:: Texto de origem ::
···
Helena – Mínimo. Janeiro de 2013. O Eduardo queixa-se muito pouco. (Tenho de dizer isto. Sei que não ficas muito à vontade... Foi incrível a maneira como lidou com tudo isto. É normal uma pessoa sentir medo, é normal sentir-se assustada. Ele teve esses momentos, mas rapidamente superou.) Numa noite, acordou-me às três das manhã. Disse com toda a calma: “Não me estou a sentir bem.” Vesti-me a correr e fomos para o hospital conhecer o nosso destino.

Preparado para tudo?
Eduardo – Nunca quis saber o que era a hemodiálise, pormenores. A ideia de viver ligado a uma máquina três vezes por semana era o fim do mundo. Fiquei dois ou três dias muito deprimido.
Helena – Dois ou três dias.
Eduardo – Logo no hospital falaram-me de diálise peritoneal. Passei um ano sem rins a funcionar, a fazer diálise em casa com três trocas por dia que não incomodavam nada (podia estar a ler o jornal). Sem nenhuma restrição.

Como é que lhe ocorreu doar o órgão?
Helena – Não tive dúvida nenhuma. Quis fazer logo testes para ver se éramos compatíveis. Infelizmente o pai do Eduardo não era compatível. Foi um azar. Seria o mais natural, de pai para filho.

Explique melhor isso que lhe ocorreu imediatamente, como se fosse uma evidência.
Helena – É difícil explicar. Exactamente, é uma evidência. Ao lado dele estava a solução. Sou a mulher, a mãe dos filhos.

Pensou que estava a fazê-lo pelo pai dos seus filhos?
Helena – Por várias razões. Em primeiro lugar porque quero que o Eduardo esteja comigo o máximo de tempo possível. Mais 50 anos, talvez... [riso] E bem. Quero ter uma vida o mais normal possível, não estar ameaçada por doenças ou tratamentos. Quero que os nossos filhos vejam o pai saudável, que não o associem a máquinas ou líquidos (durante alguns meses conviveram com isso).
Eduardo – Nem se aperceberam...
Helena – Preferia que isso estivesse longe da nossa casa. Fi-lo também por mim. Sei que é altruísta, mas fi-lo também por mim.

Quais eram os riscos?
Helena – O risco normal de uma operação, anestesia geral, e o risco de não saber se terei algum problema no rim que me sobra.
Eduardo – Passa-se a ser classificado como doente.

Estou a pensar num casal, com uma filha, que não viaja no mesmo avião porque, se o avião cair, a filha fica sem os dois.
Helena – Os meus pais fazem isso.

Sendo um gesto de amor e de altruísmo, está a pô-los aos dois numa situação mais vulnerável.
Helena – Foi uma das perguntas que os médicos fizeram. Além dos exames médicos, vários, que tive de fazer, houve também consultas com uma psiquiatra. Faz parte. A pergunta mais difícil, embora a resposta não seja tão complicada, foi: “É fantástica, dá um rim ao seu marido. Mas se um dos vossos filhos precisar um dia, já não vai poder ajudá-lo. Gosta mais do seu marido do que dos filhos.”
···
:: Material ::
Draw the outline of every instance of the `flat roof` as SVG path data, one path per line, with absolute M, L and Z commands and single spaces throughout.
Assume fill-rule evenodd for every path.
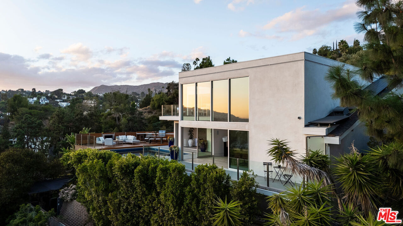
M 314 123 L 315 124 L 336 124 L 337 122 L 349 117 L 350 115 L 326 116 L 324 118 L 308 122 L 308 123 Z

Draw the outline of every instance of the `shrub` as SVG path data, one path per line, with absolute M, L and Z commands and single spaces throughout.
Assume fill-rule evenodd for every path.
M 65 201 L 71 201 L 77 198 L 76 185 L 71 185 L 60 190 L 59 197 Z
M 249 173 L 251 177 L 249 176 Z M 246 224 L 251 224 L 259 213 L 256 197 L 256 188 L 258 187 L 256 177 L 252 171 L 243 171 L 239 181 L 232 182 L 231 196 L 233 200 L 241 203 L 241 213 L 243 215 L 241 220 Z

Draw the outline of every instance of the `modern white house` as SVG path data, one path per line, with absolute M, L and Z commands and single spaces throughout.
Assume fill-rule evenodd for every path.
M 41 99 L 39 100 L 39 103 L 41 105 L 44 105 L 46 103 L 49 103 L 49 100 L 46 98 L 45 99 L 41 98 Z
M 263 162 L 272 162 L 266 154 L 272 138 L 287 140 L 301 155 L 311 149 L 338 156 L 353 142 L 365 149 L 365 127 L 332 99 L 324 79 L 329 67 L 340 64 L 303 52 L 179 72 L 179 105 L 163 106 L 160 119 L 174 121 L 180 159 L 193 152 L 202 162 L 214 155 L 224 168 L 236 170 L 238 161 L 240 170 L 260 176 Z M 387 85 L 381 79 L 368 88 L 378 94 Z M 191 128 L 195 146 L 189 145 Z
M 66 107 L 70 105 L 70 103 L 69 102 L 59 102 L 59 106 L 62 107 Z

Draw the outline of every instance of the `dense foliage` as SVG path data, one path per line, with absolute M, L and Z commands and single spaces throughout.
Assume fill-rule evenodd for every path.
M 35 181 L 55 178 L 63 173 L 57 160 L 27 149 L 10 149 L 0 153 L 0 222 L 28 201 Z
M 276 162 L 308 180 L 305 187 L 291 187 L 268 198 L 272 213 L 267 215 L 267 225 L 372 225 L 379 208 L 403 210 L 401 145 L 383 145 L 365 154 L 353 146 L 350 153 L 334 157 L 330 168 L 328 157 L 317 151 L 298 161 L 287 142 L 273 139 L 270 144 L 269 154 Z M 337 182 L 338 189 L 326 180 Z
M 22 204 L 19 210 L 11 216 L 7 226 L 46 226 L 51 216 L 54 216 L 53 209 L 48 212 L 42 212 L 41 207 L 33 207 L 30 204 Z
M 246 173 L 235 183 L 215 165 L 188 175 L 176 161 L 90 149 L 61 159 L 75 172 L 77 200 L 96 225 L 212 225 L 217 197 L 241 203 L 245 222 L 257 213 L 256 181 Z

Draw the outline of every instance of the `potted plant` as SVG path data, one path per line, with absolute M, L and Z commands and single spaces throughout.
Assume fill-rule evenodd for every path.
M 189 135 L 189 140 L 187 142 L 189 144 L 189 147 L 191 147 L 193 146 L 193 131 L 195 130 L 193 128 L 191 128 L 189 129 L 189 133 L 188 134 Z
M 207 146 L 207 140 L 200 138 L 199 139 L 198 143 L 199 146 L 200 147 L 200 151 L 205 152 L 206 147 Z
M 168 147 L 170 147 L 174 145 L 174 137 L 168 137 Z
M 171 156 L 171 159 L 173 160 L 174 156 L 174 160 L 178 160 L 178 155 L 179 154 L 179 147 L 175 145 L 171 146 L 169 147 L 169 152 L 170 152 L 170 155 Z

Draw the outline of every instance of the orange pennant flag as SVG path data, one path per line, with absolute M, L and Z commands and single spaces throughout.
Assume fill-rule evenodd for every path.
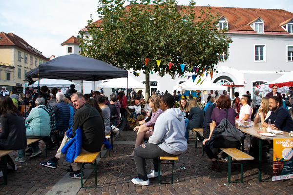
···
:: Instruções ::
1) Na entrevista sobre a doação do rim, durante quanto tempo fez o Eduardo diálise em casa?
2) Por favor, prossiga a entrevista sobre a doação do rim a partir do ponto em que termina.
Este material vem de uma fonte diferente.

:: Respostas por ordem ::
1) Durante um ano, com três trocas por dia.

2)
É uma maneira provocadora e radical de pôr o problema. Qual foi a sua resposta?
Helena – Claro que é provocadora. Este problema é real e está a acontecer agora. E a solução é agora. Não sei se daqui a dez anos poderia dar um rim a um dos nossos filhos, se viessem a precisar. São tantas suposições... E [o transplante] dar-nos-ia qualidade de vida num momento em que eles são tão pequenos e precisam dos dois e dos dois o melhor possível.

Tiveram medo?
Helena – Sim.
Eduardo – Na véspera. O nervoso normal.

São operações simultâneas? Como foi quando acordaram?
Helena – Quase simultâneas. Eu começo primeiro, e quando recolhem o rim começa a operação do Eduardo. Sala ao lado. Mas estivemos separados no recobro. Estive dois dias internada. O Eduardo esteve três semanas.
Eduardo – As três semanas: é um bocado maçador. Tirando isso, lembro-me daquele tempo como um tempo em que fui feliz. A sério. Estava num quarto com mais três pessoas, que foram rodando, todos com o mesmo problema, em fases diferentes. Gera-se ali uma comunidade que de outra maneira não existe, enriquecedora.

O que é que a vossa filha mais velha perguntou sobre o assunto? Não pôde ver as crianças durante essas semanas.
Eduardo – Ela percebeu que eu tinha um problema e eu não lhe escondi.
Helena – Quando o Eduardo ficou doente em Janeiro [de 2013], e ficou internado uns dias, ela ficou muito assustada. A experiência recente que tinha tido era da avó [Maria José Nogueira Pinto], e a avó desapareceu [2011]. A minha maior batalha foi dissociar um caso de outro e não dramatizar a doença do pai. Expliquei-lhe que era uma alegria enorme para mim poder dar um rim ao pai. ([comove-se] Pronto, afinal não sou assim tão esfíngica.

Quem disse que era?)
Helena – Fiquei tão contente. Uma pessoa pode ter uma vida inteira sem ter a possibilidade de fazer diferença. Diferença absoluta na vida de alguém.

Não usou estas palavras, mas pensou que estava a salvar uma vida?
Helena – Não é salvar, porque o Eduardo não estava em perigo de vida. A Leonor perguntou-me como era viver só com um rim e disse: “Vai ser muito chato se esse rim deixar de funcionar. Porque se a mãe precisar de um rim, eu não quero dar os meus. Não me apetece nada dar rins!” Acho incrível ela dizer isto assim. Ao mesmo tempo é de uma honestidade desconcertante, típica de uma criança desta idade.

O que é que contou à Helena da sua ida para o exílio, com os seus pais, quando era criança?
Helena – Muito pouco, porque os meus sogros contaram tudo.

Maria José foi ao encontro de Jaime, em África, Eduardo tinha um ano e ficou em Portugal. Ela disse numa entrevista de 2009: “O meu filho não precisava de mim: precisava de ser alimentado, acarinhado, e estava com duas avós, uma tia-avó, duas tias... Estava muito bem. Sofri imenso, imenso. Não voltei a Portugal para o apanhar. Quando o vi no aeroporto de Madrid, ele tinha mais seis meses.” E daí seguiram para o exílio.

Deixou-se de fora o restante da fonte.